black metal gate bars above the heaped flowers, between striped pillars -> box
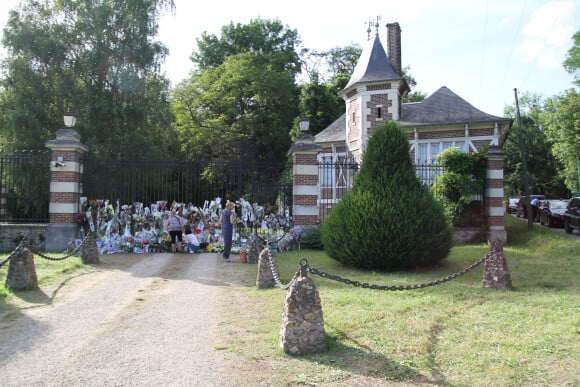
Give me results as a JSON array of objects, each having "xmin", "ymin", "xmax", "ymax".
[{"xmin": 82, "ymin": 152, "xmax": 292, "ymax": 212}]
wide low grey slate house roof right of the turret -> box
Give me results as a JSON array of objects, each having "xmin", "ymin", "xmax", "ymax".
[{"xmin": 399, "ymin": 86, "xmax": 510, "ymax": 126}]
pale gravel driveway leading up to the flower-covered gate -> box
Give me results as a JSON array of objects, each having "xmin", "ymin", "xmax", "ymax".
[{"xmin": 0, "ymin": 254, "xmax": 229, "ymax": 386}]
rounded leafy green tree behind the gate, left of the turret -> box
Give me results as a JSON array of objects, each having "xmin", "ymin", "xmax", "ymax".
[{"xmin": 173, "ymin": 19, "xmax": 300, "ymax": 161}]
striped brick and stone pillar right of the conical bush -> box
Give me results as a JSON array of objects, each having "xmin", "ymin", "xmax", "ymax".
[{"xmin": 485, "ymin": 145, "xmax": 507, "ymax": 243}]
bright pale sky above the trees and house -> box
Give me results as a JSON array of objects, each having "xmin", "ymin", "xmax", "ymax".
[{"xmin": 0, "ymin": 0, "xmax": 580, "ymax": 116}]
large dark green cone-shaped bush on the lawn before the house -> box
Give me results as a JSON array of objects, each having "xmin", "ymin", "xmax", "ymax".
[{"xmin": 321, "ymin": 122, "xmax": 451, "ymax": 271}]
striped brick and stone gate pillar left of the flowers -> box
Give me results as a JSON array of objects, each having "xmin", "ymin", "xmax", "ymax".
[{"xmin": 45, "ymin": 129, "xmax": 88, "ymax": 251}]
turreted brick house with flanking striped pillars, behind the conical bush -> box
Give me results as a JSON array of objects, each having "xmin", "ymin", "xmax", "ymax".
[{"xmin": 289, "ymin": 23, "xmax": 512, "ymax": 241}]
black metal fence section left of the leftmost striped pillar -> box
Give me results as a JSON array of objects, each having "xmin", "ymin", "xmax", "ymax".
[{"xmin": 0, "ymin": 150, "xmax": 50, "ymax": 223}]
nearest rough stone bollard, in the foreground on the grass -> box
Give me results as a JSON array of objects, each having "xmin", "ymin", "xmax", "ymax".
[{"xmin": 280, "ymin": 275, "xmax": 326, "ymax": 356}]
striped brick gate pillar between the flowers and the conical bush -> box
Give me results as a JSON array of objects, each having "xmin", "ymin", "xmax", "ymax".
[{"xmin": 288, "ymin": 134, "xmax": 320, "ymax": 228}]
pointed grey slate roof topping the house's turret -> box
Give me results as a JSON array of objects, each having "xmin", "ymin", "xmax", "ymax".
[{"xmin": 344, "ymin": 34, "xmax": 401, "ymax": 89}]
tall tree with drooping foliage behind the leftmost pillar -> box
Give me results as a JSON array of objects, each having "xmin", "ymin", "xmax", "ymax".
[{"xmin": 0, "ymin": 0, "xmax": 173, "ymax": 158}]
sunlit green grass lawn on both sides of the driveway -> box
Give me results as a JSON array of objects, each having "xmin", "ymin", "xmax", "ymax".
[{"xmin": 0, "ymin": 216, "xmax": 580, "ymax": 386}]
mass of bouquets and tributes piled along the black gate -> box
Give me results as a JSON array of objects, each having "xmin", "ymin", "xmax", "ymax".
++++++
» **PROBLEM REQUIREMENTS**:
Return every line of the listing above that contains "bush".

» **RESPONSE TO THE EXERCISE**:
striped brick and stone pillar right of the conical bush -> box
large dark green cone-shaped bush on the lawn before the house -> box
turreted brick house with flanking striped pillars, behind the conical bush -> box
striped brick gate pillar between the flowers and the conical bush -> box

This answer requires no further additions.